[[ Available records open ]]
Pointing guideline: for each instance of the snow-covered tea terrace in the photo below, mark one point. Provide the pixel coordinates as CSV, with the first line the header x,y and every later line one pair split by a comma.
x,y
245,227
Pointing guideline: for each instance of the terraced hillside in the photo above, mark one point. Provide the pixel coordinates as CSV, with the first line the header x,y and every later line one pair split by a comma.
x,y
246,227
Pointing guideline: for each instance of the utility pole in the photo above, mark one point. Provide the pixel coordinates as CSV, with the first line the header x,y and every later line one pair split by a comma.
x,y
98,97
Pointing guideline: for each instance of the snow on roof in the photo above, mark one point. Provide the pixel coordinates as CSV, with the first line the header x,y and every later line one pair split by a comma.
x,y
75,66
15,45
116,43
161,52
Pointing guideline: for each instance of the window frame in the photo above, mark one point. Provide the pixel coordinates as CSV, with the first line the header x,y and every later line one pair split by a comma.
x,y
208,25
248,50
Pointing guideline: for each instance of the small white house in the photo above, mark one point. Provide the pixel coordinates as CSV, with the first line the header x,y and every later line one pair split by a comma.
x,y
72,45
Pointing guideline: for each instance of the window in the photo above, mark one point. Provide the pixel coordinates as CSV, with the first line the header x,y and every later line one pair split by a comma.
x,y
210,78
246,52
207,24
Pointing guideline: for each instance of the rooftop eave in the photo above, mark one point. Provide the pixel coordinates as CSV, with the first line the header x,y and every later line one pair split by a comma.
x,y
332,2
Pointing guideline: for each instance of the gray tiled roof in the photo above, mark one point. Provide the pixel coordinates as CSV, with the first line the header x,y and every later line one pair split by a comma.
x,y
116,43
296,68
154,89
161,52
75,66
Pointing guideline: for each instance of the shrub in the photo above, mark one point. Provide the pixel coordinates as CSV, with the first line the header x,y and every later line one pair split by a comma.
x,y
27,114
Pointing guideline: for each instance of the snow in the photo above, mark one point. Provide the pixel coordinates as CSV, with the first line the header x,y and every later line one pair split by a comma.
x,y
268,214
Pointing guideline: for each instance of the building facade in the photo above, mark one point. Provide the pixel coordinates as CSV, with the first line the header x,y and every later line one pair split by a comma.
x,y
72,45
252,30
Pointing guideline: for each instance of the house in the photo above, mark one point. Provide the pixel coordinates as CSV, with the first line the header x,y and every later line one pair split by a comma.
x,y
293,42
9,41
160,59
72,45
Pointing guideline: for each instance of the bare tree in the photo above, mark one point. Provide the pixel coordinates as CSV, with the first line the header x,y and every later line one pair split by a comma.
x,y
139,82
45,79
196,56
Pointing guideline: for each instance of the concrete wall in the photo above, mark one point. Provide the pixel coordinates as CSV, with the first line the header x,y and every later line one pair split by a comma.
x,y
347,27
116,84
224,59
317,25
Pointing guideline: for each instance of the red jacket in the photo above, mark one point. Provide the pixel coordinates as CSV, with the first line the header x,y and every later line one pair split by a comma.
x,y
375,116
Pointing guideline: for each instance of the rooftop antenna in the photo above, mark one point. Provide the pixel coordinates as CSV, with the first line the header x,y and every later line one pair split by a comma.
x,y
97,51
[[ Available records closed ]]
Copy the entries word for word. Leave nothing out.

◆ **Exercise solution**
Pointing guideline: for each instance of the snow-covered tea terrace in the photo below, mark one point. Provide the pixel coordinates as CSV, with the first line the header x,y and every later line one pair split by a comma.
x,y
245,227
Pointing guideline: for each instance of the terraced hillside in the photo above, mark one point. Provide the pixel coordinates as CSV, with the first line the header x,y and every later line one pair split by a comma.
x,y
246,227
Pointing guideline: for each instance of the utility pole in the photo above, mark one point. Provide the pixel coordinates as CSV, with the first line the header x,y and every later line one pair split by a comma.
x,y
98,97
Pointing guideline: for each instance of the snow on roof in the photo above, mark one point. Provide the pixel coordinates as CSV, with the first line the header x,y and every later line one pair split by a comma.
x,y
75,66
15,45
116,43
161,52
Pointing guideline: for each instance of the window frame in the photo above, mark one point. Provide the pixel coordinates as CSV, with the first line the header x,y and every later line one pair split by a comma.
x,y
208,25
248,50
Pointing guideline: for each instance of the small white house in the photo above, mark one point. Provide the pixel coordinates as CSV, with the first line the header x,y and every later line one pair split by a comma.
x,y
72,45
Pointing guideline: for each instance of the window in the photo above, mark one point. Provide the pixel coordinates as CSV, with the first line the header x,y and every later line one pair split by a comma.
x,y
210,78
246,52
207,24
Pointing guideline: for each instance of the rooftop eave in the photo above, mark one point. Provide the pixel coordinates as CSV, with the first line the header x,y and every later line one pair split by a comma.
x,y
332,2
Pointing guideline: for each instance of the gray tiled roof in the photo above, mark one point. Provide the pixel coordinates as CSV, with the first line the header x,y and every later line one pair split by a comma.
x,y
116,43
296,68
154,89
161,52
75,66
Pointing guideline: for each instance of the shrub in the photo above, mark one point. Provide the pixel coordinates as CSV, with the first line the header x,y and every later line one pair split by a comma.
x,y
27,114
Pointing guideline: for each instance of the snow in the photo above, mark one point. Provide the pixel coordinates as CSV, with the first line the header x,y and every later line one pair split by a comma.
x,y
268,214
Pointing guideline: for each instance of the building facade in the photo above, mark one point. Provide the pixel coordinates as CSV, with the first line the header x,y and every later line one pair split by a comma.
x,y
72,45
252,30
Pointing guideline: for each instance of the house in the photo above, mark one point. Provide the pixel coordinates as CSV, with the first line the header x,y and every later line one pair split by a comma.
x,y
293,42
9,41
160,59
72,45
Pointing guideline: for each instance of the bare tree in the photo above, mark one point. Provide the pixel coordinates as CSV, with the first line the header x,y and every later line one pair split by a comma.
x,y
139,82
45,79
196,56
Pointing guideline: for each instance of the concrete wall in the photo above, mark one point. Provide the pixel coordinates as CSV, with the first line the header x,y and every later line one pair split by a comma.
x,y
347,27
116,84
224,59
317,25
Pointing guideline: for each instance of the red jacket in the photo above, mark one point. Provide the pixel coordinates as CSV, with the first line the header x,y and every later line one pair split by a comma.
x,y
375,116
Pointing guideline: for each instance of the rooftop antenna in the photo above, mark one point. Provide the pixel coordinates as CSV, with the first line the header x,y and every later line one pair split by a comma.
x,y
97,51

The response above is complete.